Excerpt to read >>
......

I found museum education through teaching in schools in Harlem and the Bronx, where I saw firsthand how arts education is often the first thing to disappear from under-resourced schools. That experience led me into community programming and eventually accessibility work in museums, where I also began reckoning with my own disability. Today, my work as a museum educator is inseparable from my work as an artist. I don’t really distinguish between the two. Both are ways of helping people look more closely, ask deeper questions, and build empathy through shared experiences.

Altar Piece 1 (installation), 2024, Glazed ceramic, incense, candles, oranges, apples, red suede, cushions, porcelain bowls, cigarettes, US dollar bills, flowers, 5 x 2.5 x 2 ft

How do you stay inspired and motivated to create new work?

For many people, starting a new project feels like labor, but for me it’s compulsive. My mind constantly dreams and analyzes, and ponderings become manifestations of whatever I’m meditating on: envy, nonchalance, tenderness, protection, or a particular pose, gesture, or mannerism I want to capture.

These gestures often begin with things I see around me: a hand half raised, a slight turn of the head, or an exaggerated pose. A quick and snappy moment quickly transforms into an idea to be sat on and thought about, memorialized in the stillness of sculpture. So much can be conveyed in one slight movement. There are so many of these frozen moments living in my head that I don’t think I’ll ever run out of figures to make.

I don’t actively look for inspiration. It’s only in retrospect that I recognize why I’ve become obsessed with a certain gesture, object, or feeling, and what thread connects one body of work to the next. I often supplement my ideas with reading, mostly surrealist fiction or histories of Buddhism or Asia.

While I’m increasingly incorporating historical research as my work reflects on my family’s migration to America, my ideas rarely begin with books or archives. They begin with half-memories, observations, offhand comments, and passing thoughts that linger until they demand a physical form.

My motivation to make comes from an almost irresistible need to materialize my thoughts. I hope that when people encounter my work, they recognize something of themselves in it. My sculptures are my mirrors and of those like me, validating a specific way of moving through and experiencing the world.

Chain Lamp, Agnes and Cathleen with braids, 2025

Your practice focuses on ceramics and installation. What first drew you to these mediums?

I actually came to ceramics by accident. I needed to fulfill a requirement during my last year of college, and up until then I had been primarily a figurative painter. As someone with low vision, I was drawn to color, smooth surfaces, and crisp forms with saturated gradients, but I always struggled to finish paintings the way I envisioned, unable to clean up the small details. Looking back, ceramics feels obvious in its tactile quality. People had long described my paintings as sculptural, and to have finally found a medium that allows me to prioritize touch rather than sight.

......

Available data >>
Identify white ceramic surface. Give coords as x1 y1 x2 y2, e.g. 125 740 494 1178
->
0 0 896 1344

......

Exercises >>
1. Summarize the interview excerpt in two sentences.
2. According to the interview excerpt, what kind of artist had the speaker primarily been before taking up ceramics?
The lines are separate material, distinct from the interview excerpt.

Answers for this exercise >>
1. The speaker came to museum education through teaching in schools in Harlem and the Bronx and now treats that work as inseparable from making art, since both help people look more closely, ask deeper questions, and build empathy. New sculptures arise compulsively from observed gestures, half-memories, and passing thoughts rather than from books or archives, and ceramics, taken up by accident in the last year of college, allows the speaker, who has low vision, to prioritize touch rather than sight.

2. A figurative painter.